▶ **Provided records**:

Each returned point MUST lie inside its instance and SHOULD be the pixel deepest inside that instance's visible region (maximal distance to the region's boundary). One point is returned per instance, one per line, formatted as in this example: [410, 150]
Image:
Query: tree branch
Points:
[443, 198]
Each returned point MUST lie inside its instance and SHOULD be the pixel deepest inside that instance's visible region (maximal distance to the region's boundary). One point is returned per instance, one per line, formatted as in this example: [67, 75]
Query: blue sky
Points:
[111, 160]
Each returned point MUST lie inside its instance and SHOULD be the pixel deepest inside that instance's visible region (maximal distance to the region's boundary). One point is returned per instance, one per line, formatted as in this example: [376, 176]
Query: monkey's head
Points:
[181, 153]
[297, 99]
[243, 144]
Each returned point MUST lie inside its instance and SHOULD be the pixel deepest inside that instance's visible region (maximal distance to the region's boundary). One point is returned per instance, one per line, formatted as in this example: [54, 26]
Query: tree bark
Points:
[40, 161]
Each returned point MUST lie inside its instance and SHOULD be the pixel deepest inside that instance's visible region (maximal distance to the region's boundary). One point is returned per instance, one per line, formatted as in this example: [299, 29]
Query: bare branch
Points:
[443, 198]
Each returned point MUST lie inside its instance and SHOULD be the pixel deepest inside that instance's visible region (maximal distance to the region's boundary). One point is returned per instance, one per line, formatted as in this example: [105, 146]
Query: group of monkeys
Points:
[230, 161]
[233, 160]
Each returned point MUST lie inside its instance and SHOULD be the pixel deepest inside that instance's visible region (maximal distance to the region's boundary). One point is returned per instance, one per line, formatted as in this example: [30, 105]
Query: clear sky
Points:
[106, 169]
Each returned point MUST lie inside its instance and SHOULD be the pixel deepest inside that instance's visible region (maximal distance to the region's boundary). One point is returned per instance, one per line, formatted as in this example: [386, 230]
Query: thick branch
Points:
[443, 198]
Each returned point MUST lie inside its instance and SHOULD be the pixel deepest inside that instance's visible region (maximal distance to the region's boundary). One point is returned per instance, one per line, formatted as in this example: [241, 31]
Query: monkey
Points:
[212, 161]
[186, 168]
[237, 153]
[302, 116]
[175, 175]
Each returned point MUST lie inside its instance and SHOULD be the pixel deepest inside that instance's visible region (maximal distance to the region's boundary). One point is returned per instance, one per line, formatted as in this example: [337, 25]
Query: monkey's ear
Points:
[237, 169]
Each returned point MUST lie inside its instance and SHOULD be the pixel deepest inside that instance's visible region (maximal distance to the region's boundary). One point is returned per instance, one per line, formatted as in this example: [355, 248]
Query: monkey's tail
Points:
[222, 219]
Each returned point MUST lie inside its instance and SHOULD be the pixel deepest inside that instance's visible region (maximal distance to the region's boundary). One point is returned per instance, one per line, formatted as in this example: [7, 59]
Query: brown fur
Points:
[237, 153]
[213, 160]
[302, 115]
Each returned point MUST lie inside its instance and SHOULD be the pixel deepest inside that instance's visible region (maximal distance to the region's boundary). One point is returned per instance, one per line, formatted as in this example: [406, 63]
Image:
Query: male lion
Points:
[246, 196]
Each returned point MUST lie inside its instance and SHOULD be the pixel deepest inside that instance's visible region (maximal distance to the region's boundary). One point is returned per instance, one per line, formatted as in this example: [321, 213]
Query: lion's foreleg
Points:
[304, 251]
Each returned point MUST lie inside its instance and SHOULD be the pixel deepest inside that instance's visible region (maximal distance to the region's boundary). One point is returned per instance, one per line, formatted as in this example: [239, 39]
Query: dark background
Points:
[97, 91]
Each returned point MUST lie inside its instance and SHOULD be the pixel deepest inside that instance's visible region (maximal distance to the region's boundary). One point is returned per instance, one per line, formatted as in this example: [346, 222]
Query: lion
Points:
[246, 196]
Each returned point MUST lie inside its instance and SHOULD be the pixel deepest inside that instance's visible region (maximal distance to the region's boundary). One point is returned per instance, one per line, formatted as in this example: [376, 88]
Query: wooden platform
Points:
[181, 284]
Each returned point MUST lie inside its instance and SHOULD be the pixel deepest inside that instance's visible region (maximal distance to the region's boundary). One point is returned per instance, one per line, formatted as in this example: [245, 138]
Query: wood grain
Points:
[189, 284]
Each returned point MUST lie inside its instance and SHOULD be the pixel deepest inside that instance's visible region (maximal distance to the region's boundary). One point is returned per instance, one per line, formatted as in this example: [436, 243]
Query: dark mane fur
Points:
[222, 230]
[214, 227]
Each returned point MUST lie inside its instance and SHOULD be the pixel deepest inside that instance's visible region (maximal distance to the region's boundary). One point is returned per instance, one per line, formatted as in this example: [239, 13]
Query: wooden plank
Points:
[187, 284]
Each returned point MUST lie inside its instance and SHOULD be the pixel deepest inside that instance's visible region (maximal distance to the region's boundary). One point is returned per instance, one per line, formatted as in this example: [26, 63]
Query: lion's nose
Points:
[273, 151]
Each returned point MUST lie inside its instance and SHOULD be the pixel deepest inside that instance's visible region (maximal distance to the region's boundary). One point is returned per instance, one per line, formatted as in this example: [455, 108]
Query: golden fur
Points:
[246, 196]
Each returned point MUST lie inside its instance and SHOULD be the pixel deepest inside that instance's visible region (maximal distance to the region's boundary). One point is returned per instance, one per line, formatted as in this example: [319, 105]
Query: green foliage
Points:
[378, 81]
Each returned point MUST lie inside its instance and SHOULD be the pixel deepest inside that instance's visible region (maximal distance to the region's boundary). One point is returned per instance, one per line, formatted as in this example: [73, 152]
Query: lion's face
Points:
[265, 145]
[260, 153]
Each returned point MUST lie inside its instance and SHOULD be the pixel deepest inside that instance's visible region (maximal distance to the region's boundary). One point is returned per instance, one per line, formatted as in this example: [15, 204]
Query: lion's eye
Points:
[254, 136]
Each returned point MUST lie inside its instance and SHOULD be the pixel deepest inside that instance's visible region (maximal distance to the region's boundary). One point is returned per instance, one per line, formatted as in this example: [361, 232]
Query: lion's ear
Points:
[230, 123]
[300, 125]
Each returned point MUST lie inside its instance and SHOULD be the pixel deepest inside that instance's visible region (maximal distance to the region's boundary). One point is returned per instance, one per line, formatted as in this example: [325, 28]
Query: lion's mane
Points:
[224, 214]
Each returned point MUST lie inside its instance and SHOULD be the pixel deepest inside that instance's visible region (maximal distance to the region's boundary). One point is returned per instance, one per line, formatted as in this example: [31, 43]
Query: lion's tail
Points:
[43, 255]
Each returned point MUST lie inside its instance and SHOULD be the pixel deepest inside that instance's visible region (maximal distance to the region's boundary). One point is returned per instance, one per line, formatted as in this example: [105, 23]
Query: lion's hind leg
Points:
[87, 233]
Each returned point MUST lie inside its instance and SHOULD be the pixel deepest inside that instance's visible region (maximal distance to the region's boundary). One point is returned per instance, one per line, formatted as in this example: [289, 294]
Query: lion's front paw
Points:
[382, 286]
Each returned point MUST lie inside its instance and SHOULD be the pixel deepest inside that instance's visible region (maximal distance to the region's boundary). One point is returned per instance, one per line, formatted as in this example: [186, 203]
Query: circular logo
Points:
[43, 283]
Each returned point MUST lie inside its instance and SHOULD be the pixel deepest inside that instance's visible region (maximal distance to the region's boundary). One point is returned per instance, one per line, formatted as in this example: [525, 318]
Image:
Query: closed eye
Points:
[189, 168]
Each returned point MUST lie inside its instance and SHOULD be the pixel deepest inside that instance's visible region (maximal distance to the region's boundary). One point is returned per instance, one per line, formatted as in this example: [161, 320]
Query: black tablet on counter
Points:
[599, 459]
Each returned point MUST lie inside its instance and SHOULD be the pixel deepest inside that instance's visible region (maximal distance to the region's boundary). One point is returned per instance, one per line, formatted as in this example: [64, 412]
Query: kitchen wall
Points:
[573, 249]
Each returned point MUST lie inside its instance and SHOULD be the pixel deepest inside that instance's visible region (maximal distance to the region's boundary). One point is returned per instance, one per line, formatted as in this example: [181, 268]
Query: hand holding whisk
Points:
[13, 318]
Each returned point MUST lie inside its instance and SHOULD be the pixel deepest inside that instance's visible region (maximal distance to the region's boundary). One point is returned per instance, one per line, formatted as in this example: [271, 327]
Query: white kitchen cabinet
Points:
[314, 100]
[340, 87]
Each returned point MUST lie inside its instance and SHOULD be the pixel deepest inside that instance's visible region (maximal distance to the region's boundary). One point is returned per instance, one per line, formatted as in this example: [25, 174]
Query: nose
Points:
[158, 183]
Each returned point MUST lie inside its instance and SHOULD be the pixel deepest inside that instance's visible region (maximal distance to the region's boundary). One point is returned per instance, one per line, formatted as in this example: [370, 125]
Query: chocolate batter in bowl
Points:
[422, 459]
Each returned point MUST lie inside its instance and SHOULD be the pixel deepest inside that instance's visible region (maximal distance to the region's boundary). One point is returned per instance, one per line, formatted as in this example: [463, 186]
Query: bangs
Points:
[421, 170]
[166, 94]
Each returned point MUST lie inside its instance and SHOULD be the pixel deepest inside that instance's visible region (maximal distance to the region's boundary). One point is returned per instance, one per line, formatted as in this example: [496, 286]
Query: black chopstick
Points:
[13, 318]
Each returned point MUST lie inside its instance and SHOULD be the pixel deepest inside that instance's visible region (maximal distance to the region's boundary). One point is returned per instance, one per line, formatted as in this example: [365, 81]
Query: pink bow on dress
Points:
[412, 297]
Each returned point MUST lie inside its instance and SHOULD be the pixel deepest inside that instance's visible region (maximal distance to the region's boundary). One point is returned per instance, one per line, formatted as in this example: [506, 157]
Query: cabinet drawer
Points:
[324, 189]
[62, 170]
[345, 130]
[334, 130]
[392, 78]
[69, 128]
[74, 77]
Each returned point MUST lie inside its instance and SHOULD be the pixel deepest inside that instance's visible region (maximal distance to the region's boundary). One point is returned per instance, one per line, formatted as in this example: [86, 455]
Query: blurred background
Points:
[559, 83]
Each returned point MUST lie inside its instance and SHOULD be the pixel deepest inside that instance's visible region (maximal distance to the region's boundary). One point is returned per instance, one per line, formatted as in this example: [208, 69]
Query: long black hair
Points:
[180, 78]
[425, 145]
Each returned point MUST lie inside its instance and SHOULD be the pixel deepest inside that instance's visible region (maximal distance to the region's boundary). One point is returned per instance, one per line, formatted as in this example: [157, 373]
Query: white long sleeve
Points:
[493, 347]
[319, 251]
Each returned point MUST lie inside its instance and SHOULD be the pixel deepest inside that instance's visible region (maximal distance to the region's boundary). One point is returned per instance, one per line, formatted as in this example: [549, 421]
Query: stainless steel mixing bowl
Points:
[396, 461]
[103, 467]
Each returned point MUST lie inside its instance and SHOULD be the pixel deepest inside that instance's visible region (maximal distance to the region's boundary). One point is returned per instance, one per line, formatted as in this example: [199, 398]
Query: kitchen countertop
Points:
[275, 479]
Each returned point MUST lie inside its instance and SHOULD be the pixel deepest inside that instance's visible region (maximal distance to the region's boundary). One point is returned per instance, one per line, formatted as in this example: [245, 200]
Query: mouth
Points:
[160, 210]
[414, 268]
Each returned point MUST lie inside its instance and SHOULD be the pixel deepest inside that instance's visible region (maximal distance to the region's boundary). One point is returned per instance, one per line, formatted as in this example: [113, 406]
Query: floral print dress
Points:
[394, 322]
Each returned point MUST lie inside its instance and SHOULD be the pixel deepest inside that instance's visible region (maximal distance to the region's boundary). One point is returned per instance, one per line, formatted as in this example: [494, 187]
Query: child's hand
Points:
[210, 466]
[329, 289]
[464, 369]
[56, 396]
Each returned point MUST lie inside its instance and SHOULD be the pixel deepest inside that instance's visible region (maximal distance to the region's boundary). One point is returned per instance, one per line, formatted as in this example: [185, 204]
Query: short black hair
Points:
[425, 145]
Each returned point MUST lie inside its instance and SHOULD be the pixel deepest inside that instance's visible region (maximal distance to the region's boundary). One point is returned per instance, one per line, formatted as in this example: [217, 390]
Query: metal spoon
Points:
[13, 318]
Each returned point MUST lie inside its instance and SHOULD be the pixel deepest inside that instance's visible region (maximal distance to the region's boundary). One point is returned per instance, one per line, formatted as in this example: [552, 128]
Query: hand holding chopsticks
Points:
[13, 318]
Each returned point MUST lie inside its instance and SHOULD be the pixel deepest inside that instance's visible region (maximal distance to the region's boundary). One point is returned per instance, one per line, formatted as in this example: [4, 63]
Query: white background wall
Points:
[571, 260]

▶ **Prompt**: Repeat exactly the lines starting at the line with "example: [185, 204]" and ending with the final line of the entries. Include nothing else.

▶ **Response to the task**:
Each returned point MUST lie inside its instance and SHOULD be the pixel deepest inside that instance's visible region (maximal distance to the region's boundary). One point is returned per instance, one per line, formatted as in this example: [185, 204]
Query: short black hair
Points:
[425, 145]
Each returned point MUST lie inside its instance and SHOULD be the pixel deepest inside that instance's visible region (maximal distance to the region's boundary). One point is returned per instance, one per line, formatted as in this example: [217, 390]
Query: metal spoon
Points:
[13, 318]
Each returned point MUST lie inside its instance and SHOULD be the pixel deepest inside that instance's visible region (maximal distance to the region's boundary). One point is returned per instance, one per line, formatted as in this example: [552, 128]
Query: hand holding chopsticks
Points:
[13, 318]
Each returned point MUST lie inside its instance and SHOULD be the pixel deepest inside that instance's visible region (maximal distance to the region's boundary). One point is returned per instance, one per line, formatted as in this example: [4, 63]
Query: white background wall
Points:
[571, 260]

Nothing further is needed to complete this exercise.